# START OF RECORDED DATA

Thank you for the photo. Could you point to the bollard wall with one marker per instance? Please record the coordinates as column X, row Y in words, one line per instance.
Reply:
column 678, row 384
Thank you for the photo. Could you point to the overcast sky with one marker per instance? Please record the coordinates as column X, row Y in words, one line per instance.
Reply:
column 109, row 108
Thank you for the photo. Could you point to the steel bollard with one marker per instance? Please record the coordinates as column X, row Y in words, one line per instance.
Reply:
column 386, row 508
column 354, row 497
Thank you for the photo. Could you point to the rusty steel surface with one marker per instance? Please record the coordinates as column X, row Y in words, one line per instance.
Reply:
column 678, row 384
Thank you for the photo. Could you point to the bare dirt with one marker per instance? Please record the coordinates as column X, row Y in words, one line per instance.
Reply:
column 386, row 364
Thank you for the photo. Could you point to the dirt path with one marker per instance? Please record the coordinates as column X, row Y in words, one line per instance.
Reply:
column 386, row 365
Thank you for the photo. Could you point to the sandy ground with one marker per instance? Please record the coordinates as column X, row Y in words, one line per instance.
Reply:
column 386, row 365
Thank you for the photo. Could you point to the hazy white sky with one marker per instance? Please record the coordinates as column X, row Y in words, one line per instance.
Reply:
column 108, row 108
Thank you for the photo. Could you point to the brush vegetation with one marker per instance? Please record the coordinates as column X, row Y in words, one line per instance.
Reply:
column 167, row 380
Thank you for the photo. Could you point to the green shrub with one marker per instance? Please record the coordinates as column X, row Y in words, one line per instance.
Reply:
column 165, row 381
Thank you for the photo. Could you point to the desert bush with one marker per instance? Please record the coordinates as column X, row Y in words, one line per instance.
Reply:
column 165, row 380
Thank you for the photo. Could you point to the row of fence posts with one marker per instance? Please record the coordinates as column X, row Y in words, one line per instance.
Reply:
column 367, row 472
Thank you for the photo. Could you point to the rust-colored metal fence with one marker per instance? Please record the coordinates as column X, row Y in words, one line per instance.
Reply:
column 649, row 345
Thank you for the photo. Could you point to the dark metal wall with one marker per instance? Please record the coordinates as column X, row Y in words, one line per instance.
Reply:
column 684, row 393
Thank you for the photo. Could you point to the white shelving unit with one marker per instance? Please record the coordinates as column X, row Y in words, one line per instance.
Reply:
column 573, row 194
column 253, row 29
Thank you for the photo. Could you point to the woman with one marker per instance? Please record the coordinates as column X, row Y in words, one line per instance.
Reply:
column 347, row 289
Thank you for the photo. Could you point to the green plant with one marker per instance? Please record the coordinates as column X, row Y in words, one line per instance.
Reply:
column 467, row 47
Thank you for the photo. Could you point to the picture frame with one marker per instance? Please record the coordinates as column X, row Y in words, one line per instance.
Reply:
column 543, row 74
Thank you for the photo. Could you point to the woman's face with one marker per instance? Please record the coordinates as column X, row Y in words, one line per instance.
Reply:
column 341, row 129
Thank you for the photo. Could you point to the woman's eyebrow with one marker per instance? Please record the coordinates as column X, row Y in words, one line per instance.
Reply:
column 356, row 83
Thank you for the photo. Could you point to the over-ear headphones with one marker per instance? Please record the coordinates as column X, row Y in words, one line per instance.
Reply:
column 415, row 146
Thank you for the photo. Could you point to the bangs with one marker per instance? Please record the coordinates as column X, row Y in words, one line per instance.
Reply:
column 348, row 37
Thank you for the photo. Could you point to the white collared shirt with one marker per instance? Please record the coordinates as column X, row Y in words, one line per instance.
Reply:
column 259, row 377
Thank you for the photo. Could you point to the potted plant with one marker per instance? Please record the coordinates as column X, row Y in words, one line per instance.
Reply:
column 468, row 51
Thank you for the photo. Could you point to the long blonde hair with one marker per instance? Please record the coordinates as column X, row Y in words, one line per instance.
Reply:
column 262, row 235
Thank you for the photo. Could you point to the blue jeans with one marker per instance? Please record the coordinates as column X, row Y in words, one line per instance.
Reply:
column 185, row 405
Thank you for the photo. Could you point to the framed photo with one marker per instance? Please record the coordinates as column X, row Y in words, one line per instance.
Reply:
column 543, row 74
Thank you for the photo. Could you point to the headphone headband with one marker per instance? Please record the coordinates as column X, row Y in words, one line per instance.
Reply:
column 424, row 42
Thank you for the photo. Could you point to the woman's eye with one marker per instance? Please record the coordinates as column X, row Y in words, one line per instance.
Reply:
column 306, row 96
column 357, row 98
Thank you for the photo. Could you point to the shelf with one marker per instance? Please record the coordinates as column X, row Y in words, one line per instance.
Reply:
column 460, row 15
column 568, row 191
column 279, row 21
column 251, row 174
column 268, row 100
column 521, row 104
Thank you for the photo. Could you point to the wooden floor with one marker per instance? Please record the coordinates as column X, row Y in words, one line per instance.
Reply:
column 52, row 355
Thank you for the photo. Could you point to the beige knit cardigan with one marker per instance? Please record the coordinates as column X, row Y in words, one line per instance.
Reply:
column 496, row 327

# END OF RECORDED DATA

#### [PROMPT]
Copy every item above word for word, keeping each line unchanged and in its original order.

#### [SOLUTION FOR THIS EXERCISE]
Thank you for the photo. Could you point to the bollard wall with one marker per instance? Please record the coordinates as column X, row Y in words, one line per instance.
Reply:
column 678, row 384
Thank you for the photo. Could you point to the overcast sky with one marker per instance? Please record the coordinates as column X, row Y in words, one line per instance.
Reply:
column 109, row 108
Thank you for the photo. Could you point to the steel bollard with one marker per instance? Please record the coordinates as column X, row Y in words, one line per instance.
Reply:
column 386, row 508
column 354, row 497
Thank you for the photo. Could you point to the rusty steel surface with one marker per instance? Please record the coordinates as column X, row Y in words, one line per instance.
Reply:
column 678, row 384
Thank you for the photo. Could you point to the bare dirt with one marker per instance? Please record the coordinates as column X, row Y in words, one line per instance.
Reply:
column 386, row 364
Thank you for the photo. Could you point to the dirt path with one marker per instance? Please record the coordinates as column X, row Y in words, one line per instance.
Reply:
column 386, row 365
Thank you for the photo. Could you point to the sandy ground with one marker per instance? Please record the coordinates as column X, row Y in words, one line per instance.
Reply:
column 386, row 365
Thank you for the photo. Could you point to the hazy white sky with one marker per instance? Please record the coordinates as column X, row Y in words, one line per instance.
Reply:
column 108, row 108
Thank you for the photo. Could you point to the brush vegetation with one marker per instance? Please record the coordinates as column X, row Y in words, one line per instance.
Reply:
column 167, row 380
Thank you for the photo. Could you point to the green shrub with one marker per instance? Please record the coordinates as column X, row Y in words, one line per instance.
Reply:
column 165, row 381
Thank you for the photo. Could you point to the desert bush with one marker per instance? Please record the coordinates as column X, row Y in words, one line per instance.
Reply:
column 165, row 380
Thank you for the photo. Could you point to the row of fence posts with one marker per instance? Please record the coordinates as column X, row Y in words, one line per instance.
Reply:
column 367, row 472
Thank you for the photo. Could you point to the rust-colored metal fence with one marker per instance? Please record the coordinates as column X, row Y in words, one line per instance.
Reply:
column 649, row 345
Thank you for the photo. Could you point to the dark metal wall with one marker per instance? Please record the coordinates as column X, row Y in words, one line per instance.
Reply:
column 684, row 393
Thank you for the photo. Could you point to the white shelving unit with one marker per instance? Please record the coordinates as column X, row Y in words, one line per instance.
Reply:
column 573, row 194
column 253, row 29
Thank you for the photo. Could you point to the woman with one marker per instance? Please record the coordinates as column X, row Y in words, one line per instance.
Reply:
column 347, row 289
Thank you for the photo. Could you point to the green plant with one marker per instance? Please record the coordinates as column X, row Y in words, one line per instance.
Reply:
column 467, row 47
Thank you for the photo. Could you point to the picture frame with one marker per instance? Please record the coordinates as column X, row Y in words, one line per instance.
Reply:
column 543, row 74
Thank you for the photo. Could you point to the woman's face with one marker per instance? Please record the coordinates as column X, row Y in words, one line per instance.
Reply:
column 341, row 129
Thank you for the photo. Could you point to the woman's eyebrow with one marker per instance? Please record the coordinates as column X, row Y in words, one line per instance.
Reply:
column 356, row 83
Thank you for the photo. Could you point to the over-ear headphones with one marker per instance? Please record the coordinates as column X, row Y in words, one line per instance.
Reply:
column 415, row 146
Thank you for the photo. Could you point to the bangs with one marker per instance? Please record the coordinates as column X, row Y in words, one line per instance.
Reply:
column 348, row 37
Thank you for the photo. Could you point to the white collared shirt with one marker per instance? Please record the coordinates as column X, row Y in words, one line per instance.
Reply:
column 259, row 377
Thank you for the photo. Could you point to the potted plant with one marker per instance? Please record the coordinates as column X, row Y in words, one line per instance.
Reply:
column 468, row 51
Thank you for the photo. Could you point to the long blonde hair with one marker per instance? Please record the coordinates as column X, row Y in words, one line per instance.
Reply:
column 262, row 235
Thank you for the photo. Could you point to the blue jeans with one marker per instance? Please record the coordinates as column X, row Y in words, one line per instance.
Reply:
column 185, row 405
Thank you for the photo. Could you point to the framed photo with one marker per instance? Please record the coordinates as column X, row Y in words, one line per instance.
Reply:
column 543, row 74
Thank you for the photo. Could you point to the headphone headband with one marker per instance? Please record the coordinates as column X, row Y in words, one line per instance.
Reply:
column 424, row 42
Thank you for the photo. Could you point to the woman's eye with one marker per instance? Please record the coordinates as column X, row Y in words, one line per instance.
Reply:
column 306, row 96
column 357, row 98
Thank you for the photo. Could you point to the shelf with one marker per instance? Please record the coordinates as column X, row Y in words, one line per instance.
Reply:
column 460, row 15
column 568, row 191
column 279, row 21
column 251, row 174
column 268, row 100
column 521, row 104
Thank you for the photo. Could you point to the wooden floor with one marker per instance? Please record the coordinates as column X, row Y in words, one line per instance.
Reply:
column 52, row 355
Thank you for the photo. Could you point to the beige knit cardigan with one marker per instance? Please record the coordinates as column X, row Y in words, one line per instance.
Reply:
column 496, row 327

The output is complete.